[Problem to solve]
Skip the pictures, and retype the data below in full, exactly.

Top of Exercise material

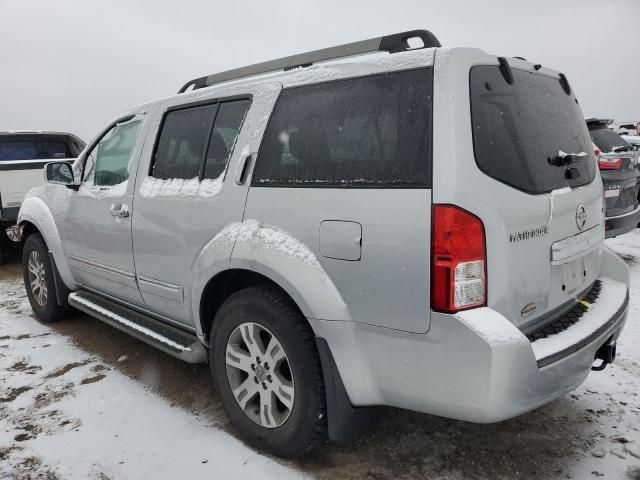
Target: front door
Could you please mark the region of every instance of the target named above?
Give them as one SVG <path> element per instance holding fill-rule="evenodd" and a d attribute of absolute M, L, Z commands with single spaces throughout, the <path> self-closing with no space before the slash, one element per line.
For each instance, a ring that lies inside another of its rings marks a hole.
<path fill-rule="evenodd" d="M 60 222 L 70 266 L 85 288 L 141 304 L 131 245 L 129 172 L 144 138 L 144 115 L 116 123 L 84 157 L 82 183 Z"/>

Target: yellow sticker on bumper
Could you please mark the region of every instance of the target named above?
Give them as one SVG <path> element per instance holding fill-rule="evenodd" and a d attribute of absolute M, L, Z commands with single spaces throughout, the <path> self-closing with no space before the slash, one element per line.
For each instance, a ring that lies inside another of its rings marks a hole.
<path fill-rule="evenodd" d="M 593 303 L 591 303 L 589 300 L 580 300 L 580 303 L 587 308 L 593 307 Z"/>

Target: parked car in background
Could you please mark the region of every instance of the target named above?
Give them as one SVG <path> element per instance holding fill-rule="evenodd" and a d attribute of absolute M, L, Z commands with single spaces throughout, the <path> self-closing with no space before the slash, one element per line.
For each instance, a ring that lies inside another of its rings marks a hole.
<path fill-rule="evenodd" d="M 638 135 L 621 135 L 624 141 L 631 145 L 636 151 L 640 150 L 640 136 Z"/>
<path fill-rule="evenodd" d="M 372 405 L 530 411 L 612 362 L 627 317 L 565 75 L 427 31 L 192 80 L 47 178 L 18 226 L 37 317 L 209 361 L 278 455 Z"/>
<path fill-rule="evenodd" d="M 47 162 L 73 160 L 85 143 L 71 133 L 43 131 L 0 132 L 0 261 L 6 242 L 5 228 L 15 224 L 29 189 L 44 183 Z"/>
<path fill-rule="evenodd" d="M 611 128 L 620 135 L 640 136 L 640 122 L 616 122 Z"/>
<path fill-rule="evenodd" d="M 606 237 L 630 232 L 640 223 L 638 154 L 609 126 L 613 120 L 588 118 L 606 204 Z"/>

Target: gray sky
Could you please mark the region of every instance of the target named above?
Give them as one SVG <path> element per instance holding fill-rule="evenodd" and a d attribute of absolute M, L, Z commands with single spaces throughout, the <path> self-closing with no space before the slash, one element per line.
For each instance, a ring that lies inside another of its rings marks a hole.
<path fill-rule="evenodd" d="M 586 115 L 640 120 L 638 0 L 0 0 L 0 130 L 88 141 L 192 78 L 415 28 L 561 70 Z"/>

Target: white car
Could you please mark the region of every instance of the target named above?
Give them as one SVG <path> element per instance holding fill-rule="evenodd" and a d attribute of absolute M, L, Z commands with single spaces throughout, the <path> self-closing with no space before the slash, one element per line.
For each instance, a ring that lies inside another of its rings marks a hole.
<path fill-rule="evenodd" d="M 640 148 L 640 135 L 623 135 L 624 138 L 629 145 L 635 147 L 636 150 Z"/>
<path fill-rule="evenodd" d="M 45 164 L 74 159 L 84 147 L 85 143 L 70 133 L 0 132 L 0 225 L 15 224 L 26 193 L 44 183 Z M 0 259 L 5 245 L 1 238 Z"/>
<path fill-rule="evenodd" d="M 640 136 L 640 122 L 616 122 L 611 128 L 618 135 Z"/>

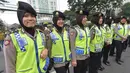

Bottom of Exercise material

[Response area]
Target: front door
Could you please mark the region of every instance of the target named above?
Give them as one SVG <path> element per instance holding fill-rule="evenodd" and a d attribute of absolute M, L, Z commands with single spaces throughout, the <path> self-closing with no space before the slash, one element per line.
For each instance, a ring that lies inside another of its rings marks a hole.
<path fill-rule="evenodd" d="M 60 222 L 70 266 L 85 288 L 141 304 L 131 245 L 129 172 L 144 138 L 144 115 L 116 123 L 84 157 L 82 183 Z"/>

Target: yellow sticker on bumper
Could you please mark the region of every instance of the target named above?
Give them as one SVG <path> element per instance holding fill-rule="evenodd" and a d attribute of absolute M, L, Z commands with single spaces throughout, the <path> self-closing with no space before the slash, one element per line.
For each instance, a ring that lies inside another of its rings marks a hole.
<path fill-rule="evenodd" d="M 593 303 L 591 303 L 589 300 L 580 300 L 580 303 L 587 308 L 593 307 Z"/>

Target: parked car in background
Could you please mark the region of every instance of the target named above?
Give them as one SVG <path> element per instance holding fill-rule="evenodd" and a d attribute of absolute M, L, Z commands with single spaces throughout, the <path> self-closing with no space before the slash, one element per line.
For each instance, a ring that lies inside another of its rings marks a hole.
<path fill-rule="evenodd" d="M 638 135 L 621 135 L 624 141 L 631 145 L 636 151 L 640 150 L 640 136 Z"/>
<path fill-rule="evenodd" d="M 372 405 L 530 411 L 612 362 L 627 317 L 565 75 L 427 31 L 192 80 L 47 178 L 18 226 L 37 317 L 209 361 L 278 455 Z"/>
<path fill-rule="evenodd" d="M 47 162 L 73 160 L 85 143 L 71 133 L 43 131 L 0 132 L 0 261 L 6 242 L 5 228 L 15 224 L 29 189 L 44 183 Z"/>
<path fill-rule="evenodd" d="M 611 128 L 620 135 L 640 136 L 640 122 L 616 122 Z"/>
<path fill-rule="evenodd" d="M 606 237 L 630 232 L 640 223 L 638 154 L 609 126 L 613 120 L 588 118 L 606 204 Z"/>

Target: gray sky
Could you please mark the region of every instance of the target named above?
Give them as one SVG <path> element per instance holding fill-rule="evenodd" and a d attribute of absolute M, L, Z commands with single spaces throughout, the <path> self-closing with no space before the slash, one element per line.
For each instance, a ring that lies inside another of its rings marks a hole.
<path fill-rule="evenodd" d="M 586 115 L 640 120 L 638 0 L 0 0 L 0 130 L 88 141 L 192 78 L 415 28 L 561 70 Z"/>

Target: white car
Could you please mark the region of every instance of the target named above?
Give them as one SVG <path> element per instance holding fill-rule="evenodd" and a d attribute of absolute M, L, Z commands with single spaces throughout, the <path> self-closing with no space before the slash, one element per line.
For each instance, a ring that lies inside another of its rings marks a hole.
<path fill-rule="evenodd" d="M 640 148 L 640 135 L 623 135 L 624 138 L 629 145 L 635 147 L 636 150 Z"/>
<path fill-rule="evenodd" d="M 45 164 L 74 159 L 84 147 L 85 143 L 70 133 L 0 132 L 0 225 L 15 224 L 26 193 L 44 183 Z M 0 259 L 5 245 L 1 238 Z"/>
<path fill-rule="evenodd" d="M 640 136 L 640 122 L 616 122 L 611 128 L 618 135 Z"/>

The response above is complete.